→ PROBLEM STATEMENT:
Beginning with the line containing "Target: runway marking" and ending with the line containing "steel pole in this photo.", write out each line of the records below exactly; pictures and lines outside that range are left out.

[Image point grounding data]

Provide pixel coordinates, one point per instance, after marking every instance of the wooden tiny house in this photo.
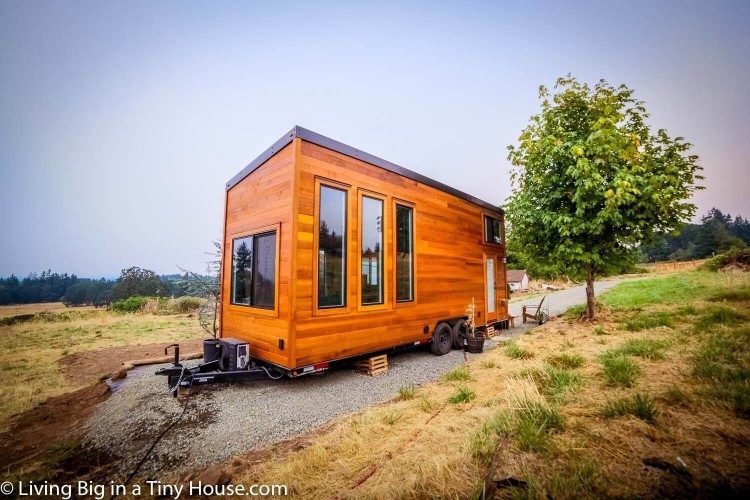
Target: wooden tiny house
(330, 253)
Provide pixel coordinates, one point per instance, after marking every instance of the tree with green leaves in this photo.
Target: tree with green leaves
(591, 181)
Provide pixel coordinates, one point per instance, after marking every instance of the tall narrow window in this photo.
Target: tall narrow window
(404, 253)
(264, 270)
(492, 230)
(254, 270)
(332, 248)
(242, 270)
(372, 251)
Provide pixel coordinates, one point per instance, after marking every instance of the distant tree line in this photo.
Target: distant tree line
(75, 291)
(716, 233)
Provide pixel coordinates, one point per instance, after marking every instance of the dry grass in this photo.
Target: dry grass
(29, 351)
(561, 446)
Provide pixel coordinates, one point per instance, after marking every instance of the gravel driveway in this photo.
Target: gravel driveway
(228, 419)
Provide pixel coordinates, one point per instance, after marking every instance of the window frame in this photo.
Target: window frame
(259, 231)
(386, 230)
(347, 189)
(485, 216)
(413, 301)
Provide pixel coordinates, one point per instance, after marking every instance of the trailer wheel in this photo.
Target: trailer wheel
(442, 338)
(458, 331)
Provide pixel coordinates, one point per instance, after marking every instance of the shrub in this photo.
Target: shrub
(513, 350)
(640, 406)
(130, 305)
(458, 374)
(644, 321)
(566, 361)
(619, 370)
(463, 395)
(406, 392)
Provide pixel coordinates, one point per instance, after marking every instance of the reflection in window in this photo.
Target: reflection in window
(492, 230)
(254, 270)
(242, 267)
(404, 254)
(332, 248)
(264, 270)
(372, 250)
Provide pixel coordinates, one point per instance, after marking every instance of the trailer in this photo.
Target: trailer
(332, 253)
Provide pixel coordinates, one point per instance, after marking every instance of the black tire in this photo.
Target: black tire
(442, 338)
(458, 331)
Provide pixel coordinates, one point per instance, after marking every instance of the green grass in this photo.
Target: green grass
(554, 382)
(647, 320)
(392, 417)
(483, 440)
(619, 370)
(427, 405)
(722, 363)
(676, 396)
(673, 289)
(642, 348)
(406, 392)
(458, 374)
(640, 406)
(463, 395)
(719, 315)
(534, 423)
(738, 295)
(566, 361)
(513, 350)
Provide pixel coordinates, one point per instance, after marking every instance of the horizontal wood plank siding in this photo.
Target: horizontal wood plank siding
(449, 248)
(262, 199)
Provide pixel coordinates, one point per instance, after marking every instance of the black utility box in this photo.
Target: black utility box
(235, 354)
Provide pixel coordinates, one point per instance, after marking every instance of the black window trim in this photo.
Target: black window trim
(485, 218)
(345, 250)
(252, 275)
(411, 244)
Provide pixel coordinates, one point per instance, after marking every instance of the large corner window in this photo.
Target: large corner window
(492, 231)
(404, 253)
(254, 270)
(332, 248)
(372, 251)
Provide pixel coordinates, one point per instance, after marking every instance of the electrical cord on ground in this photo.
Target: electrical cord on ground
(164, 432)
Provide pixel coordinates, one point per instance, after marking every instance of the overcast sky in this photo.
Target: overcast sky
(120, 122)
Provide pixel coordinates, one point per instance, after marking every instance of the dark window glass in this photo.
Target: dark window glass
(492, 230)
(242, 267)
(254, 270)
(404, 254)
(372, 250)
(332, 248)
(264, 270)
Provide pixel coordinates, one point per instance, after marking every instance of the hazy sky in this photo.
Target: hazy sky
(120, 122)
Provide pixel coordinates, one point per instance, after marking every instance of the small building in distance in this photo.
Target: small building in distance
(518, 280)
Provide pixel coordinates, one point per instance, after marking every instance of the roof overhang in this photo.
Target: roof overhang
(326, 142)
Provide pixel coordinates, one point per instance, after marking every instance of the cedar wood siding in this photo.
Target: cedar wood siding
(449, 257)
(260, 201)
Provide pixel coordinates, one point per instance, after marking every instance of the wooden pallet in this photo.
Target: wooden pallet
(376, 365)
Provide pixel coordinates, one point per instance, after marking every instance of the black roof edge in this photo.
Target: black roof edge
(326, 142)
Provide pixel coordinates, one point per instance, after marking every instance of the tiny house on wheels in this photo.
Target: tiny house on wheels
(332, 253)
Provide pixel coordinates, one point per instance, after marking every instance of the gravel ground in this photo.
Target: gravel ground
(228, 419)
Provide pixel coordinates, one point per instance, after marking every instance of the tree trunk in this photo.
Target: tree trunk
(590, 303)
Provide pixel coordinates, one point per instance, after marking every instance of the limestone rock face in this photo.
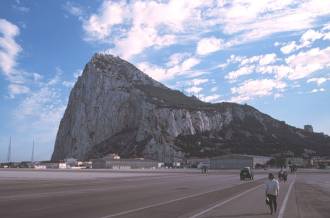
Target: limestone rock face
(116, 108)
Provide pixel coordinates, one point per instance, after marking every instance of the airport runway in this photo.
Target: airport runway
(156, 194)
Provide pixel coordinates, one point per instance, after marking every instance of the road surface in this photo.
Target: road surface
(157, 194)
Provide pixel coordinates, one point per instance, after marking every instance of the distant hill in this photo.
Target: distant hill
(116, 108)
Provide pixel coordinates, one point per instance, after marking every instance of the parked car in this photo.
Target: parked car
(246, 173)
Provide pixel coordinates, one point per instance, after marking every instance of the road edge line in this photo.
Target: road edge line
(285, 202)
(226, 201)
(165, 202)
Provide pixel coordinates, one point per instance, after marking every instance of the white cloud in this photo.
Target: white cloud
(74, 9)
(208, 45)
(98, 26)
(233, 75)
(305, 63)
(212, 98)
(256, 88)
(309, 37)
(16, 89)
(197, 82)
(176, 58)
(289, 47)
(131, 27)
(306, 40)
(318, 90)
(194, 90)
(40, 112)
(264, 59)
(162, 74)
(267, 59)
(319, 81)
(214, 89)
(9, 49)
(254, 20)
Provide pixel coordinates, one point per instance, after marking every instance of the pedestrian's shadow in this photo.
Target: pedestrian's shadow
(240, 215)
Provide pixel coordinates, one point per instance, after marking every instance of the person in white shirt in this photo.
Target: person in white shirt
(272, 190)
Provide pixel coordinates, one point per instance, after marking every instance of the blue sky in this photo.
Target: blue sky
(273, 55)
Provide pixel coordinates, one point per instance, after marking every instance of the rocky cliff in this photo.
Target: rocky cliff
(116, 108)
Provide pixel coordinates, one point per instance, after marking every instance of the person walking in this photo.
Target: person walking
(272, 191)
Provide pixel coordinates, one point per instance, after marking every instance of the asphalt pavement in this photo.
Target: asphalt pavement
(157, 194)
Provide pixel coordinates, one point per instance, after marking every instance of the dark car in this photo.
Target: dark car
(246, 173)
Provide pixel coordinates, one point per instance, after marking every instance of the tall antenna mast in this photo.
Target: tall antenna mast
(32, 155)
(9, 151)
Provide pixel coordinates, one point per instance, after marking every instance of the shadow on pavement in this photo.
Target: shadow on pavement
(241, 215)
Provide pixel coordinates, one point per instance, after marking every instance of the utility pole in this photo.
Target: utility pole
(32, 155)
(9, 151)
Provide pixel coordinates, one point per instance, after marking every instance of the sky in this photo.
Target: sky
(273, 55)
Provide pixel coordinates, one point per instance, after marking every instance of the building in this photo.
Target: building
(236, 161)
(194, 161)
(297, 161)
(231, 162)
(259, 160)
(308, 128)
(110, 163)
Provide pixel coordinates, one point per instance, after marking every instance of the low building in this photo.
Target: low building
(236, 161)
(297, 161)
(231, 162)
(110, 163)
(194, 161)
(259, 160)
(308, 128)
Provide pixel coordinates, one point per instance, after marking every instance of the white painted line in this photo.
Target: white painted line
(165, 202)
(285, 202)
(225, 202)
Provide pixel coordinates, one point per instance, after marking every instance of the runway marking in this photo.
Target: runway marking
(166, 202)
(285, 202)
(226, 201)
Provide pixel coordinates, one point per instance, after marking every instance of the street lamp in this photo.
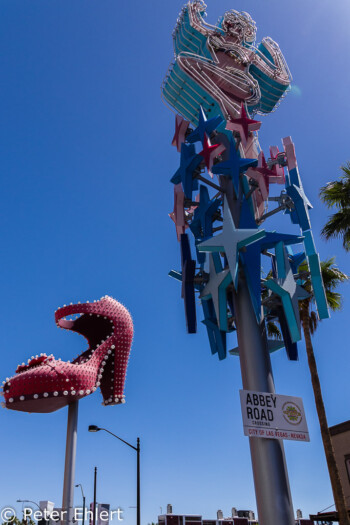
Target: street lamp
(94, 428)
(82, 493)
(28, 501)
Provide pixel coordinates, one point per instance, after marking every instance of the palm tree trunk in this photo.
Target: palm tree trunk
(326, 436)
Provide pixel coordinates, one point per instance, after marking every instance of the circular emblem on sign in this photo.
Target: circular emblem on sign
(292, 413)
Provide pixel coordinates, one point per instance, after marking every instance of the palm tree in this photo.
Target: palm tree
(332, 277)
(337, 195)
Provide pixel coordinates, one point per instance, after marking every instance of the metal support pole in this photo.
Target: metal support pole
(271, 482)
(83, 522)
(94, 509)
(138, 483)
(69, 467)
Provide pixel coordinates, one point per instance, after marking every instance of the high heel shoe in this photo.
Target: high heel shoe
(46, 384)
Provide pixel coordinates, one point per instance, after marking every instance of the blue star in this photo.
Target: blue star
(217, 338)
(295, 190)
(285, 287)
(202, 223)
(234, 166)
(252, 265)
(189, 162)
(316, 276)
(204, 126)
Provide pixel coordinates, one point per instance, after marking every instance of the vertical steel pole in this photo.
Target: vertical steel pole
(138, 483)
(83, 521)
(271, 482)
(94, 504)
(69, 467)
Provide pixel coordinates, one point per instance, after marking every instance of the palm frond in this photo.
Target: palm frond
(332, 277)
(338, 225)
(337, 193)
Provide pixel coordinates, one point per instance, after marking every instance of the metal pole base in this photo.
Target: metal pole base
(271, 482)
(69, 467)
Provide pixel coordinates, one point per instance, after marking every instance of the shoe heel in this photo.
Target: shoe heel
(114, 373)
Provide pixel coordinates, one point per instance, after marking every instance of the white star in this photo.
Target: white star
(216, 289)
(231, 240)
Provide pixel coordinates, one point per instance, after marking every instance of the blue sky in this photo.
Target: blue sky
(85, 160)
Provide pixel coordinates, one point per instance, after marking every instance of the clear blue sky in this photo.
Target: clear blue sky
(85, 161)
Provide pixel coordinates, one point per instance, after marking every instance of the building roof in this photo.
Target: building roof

→ ANSWER TO THE EXERCISE:
Target: runway marking
(166, 202)
(285, 202)
(226, 201)
Provide pixel coordinates, one point per instance, after marking every instance of the street lamp in this photo.
Target: street lamp
(94, 428)
(82, 493)
(28, 501)
Provide pixel coordinates, one point per instance, after marking every instance of the palm tree trunk in this photo.
Target: palm tree trunk
(326, 436)
Provide pixel coordinates, one point per instance, after marking every instance of the circular emblem on sign in this photo.
Target: circular emblem on sign
(292, 413)
Provide pixel coordinates, one point per instance, after marking every instance of the palm tree in this photo.
Target: palm tree
(332, 277)
(337, 195)
Provide pixel coordinates, one point per instance, after marking every instance of the metal support pole in this photo.
Target: metal support pole
(271, 482)
(83, 522)
(94, 509)
(138, 483)
(69, 467)
Provide pixel coordinates, one point per instance, after marking every instance of the high heel shoe in this photo.
Target: high heel shoe
(46, 384)
Provide pixel coordinates, one point per instance, after marking every instance of the blue star in this photo.
Target: blue star
(217, 338)
(295, 190)
(285, 287)
(202, 223)
(234, 166)
(252, 265)
(189, 162)
(316, 276)
(204, 126)
Provide pixel coordinates, one point per instance, after marking every instance of the vertical steel pole in this photo.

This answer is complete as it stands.